Aim of the task: In the data that follows, find each line containing "sleeve" and copy it.

START Provided data

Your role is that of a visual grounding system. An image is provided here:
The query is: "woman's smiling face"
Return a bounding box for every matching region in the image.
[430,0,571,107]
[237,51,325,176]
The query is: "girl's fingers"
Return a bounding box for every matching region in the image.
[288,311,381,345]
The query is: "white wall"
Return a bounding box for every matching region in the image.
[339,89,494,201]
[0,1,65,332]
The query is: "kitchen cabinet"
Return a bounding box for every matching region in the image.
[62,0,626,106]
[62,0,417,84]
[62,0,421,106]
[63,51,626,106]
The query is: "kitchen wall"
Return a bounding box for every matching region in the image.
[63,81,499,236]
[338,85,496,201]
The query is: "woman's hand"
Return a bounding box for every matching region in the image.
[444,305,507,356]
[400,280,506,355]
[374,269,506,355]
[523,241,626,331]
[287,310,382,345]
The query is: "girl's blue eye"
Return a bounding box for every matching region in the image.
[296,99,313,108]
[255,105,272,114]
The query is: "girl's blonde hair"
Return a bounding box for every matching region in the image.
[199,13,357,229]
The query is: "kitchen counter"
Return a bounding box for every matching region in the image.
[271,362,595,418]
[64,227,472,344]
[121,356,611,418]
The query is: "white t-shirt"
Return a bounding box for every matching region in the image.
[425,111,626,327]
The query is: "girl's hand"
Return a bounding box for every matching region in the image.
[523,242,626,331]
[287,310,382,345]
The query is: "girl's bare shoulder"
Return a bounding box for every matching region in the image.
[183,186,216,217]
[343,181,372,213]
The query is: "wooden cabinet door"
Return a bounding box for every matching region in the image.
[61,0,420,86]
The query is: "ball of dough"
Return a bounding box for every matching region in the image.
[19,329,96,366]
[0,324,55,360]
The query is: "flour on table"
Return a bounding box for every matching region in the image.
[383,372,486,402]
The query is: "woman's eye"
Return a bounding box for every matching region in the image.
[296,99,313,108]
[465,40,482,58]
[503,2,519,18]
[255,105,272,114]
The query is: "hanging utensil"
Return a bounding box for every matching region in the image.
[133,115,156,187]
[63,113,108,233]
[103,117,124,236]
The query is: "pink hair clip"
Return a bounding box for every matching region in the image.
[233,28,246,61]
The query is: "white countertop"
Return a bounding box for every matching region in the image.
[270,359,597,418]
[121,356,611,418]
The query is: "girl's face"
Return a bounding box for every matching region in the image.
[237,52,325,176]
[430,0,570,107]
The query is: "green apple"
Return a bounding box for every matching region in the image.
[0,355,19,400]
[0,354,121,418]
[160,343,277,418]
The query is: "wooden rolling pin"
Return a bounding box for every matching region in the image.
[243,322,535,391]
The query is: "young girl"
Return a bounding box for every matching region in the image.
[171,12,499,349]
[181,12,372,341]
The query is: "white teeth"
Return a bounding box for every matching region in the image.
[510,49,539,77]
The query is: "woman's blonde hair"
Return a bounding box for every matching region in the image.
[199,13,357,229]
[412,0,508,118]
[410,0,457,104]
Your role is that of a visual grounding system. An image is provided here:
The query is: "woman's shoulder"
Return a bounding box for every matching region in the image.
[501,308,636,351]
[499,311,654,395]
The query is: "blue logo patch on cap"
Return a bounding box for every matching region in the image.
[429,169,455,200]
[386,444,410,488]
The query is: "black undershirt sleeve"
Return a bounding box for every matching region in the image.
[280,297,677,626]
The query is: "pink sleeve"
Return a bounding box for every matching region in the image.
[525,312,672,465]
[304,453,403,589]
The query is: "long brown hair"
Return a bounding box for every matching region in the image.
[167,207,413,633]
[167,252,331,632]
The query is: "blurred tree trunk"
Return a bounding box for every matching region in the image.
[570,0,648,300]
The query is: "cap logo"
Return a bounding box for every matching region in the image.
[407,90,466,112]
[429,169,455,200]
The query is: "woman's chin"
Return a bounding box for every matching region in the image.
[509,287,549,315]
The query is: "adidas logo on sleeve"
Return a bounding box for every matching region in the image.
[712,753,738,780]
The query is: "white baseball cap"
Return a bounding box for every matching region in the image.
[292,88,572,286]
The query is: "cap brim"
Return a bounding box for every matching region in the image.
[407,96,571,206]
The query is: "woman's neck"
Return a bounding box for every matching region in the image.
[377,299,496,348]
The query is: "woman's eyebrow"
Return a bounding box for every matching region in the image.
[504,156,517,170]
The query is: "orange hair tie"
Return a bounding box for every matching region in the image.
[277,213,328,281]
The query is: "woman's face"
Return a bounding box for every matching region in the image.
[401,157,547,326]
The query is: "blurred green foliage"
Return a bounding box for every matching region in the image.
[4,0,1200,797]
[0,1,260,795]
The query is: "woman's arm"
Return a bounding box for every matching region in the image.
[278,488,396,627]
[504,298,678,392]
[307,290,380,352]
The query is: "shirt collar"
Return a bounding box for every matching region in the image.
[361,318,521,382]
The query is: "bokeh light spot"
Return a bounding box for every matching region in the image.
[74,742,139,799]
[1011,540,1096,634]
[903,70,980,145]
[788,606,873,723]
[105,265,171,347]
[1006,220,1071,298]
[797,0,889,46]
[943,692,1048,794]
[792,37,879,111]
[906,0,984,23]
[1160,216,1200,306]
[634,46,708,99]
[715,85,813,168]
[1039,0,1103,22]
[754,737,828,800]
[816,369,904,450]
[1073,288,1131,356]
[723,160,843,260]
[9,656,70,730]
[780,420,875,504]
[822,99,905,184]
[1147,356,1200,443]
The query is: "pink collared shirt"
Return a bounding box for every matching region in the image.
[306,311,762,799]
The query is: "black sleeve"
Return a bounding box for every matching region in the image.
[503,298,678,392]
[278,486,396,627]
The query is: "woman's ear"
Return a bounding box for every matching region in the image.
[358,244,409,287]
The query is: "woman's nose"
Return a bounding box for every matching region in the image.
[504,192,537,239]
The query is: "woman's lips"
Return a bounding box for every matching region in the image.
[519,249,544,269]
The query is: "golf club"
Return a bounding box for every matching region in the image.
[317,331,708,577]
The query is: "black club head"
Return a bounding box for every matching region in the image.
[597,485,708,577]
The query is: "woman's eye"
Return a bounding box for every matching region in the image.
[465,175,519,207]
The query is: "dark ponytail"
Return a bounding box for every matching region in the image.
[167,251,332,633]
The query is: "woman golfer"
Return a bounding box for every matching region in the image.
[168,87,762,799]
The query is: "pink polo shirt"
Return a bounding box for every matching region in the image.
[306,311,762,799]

END Provided data

Task solution:
The query is: "black undershirt sleeve"
The query is: "pink sleeve"
The query is: "adidas logo on sleeve"
The query is: "black sleeve"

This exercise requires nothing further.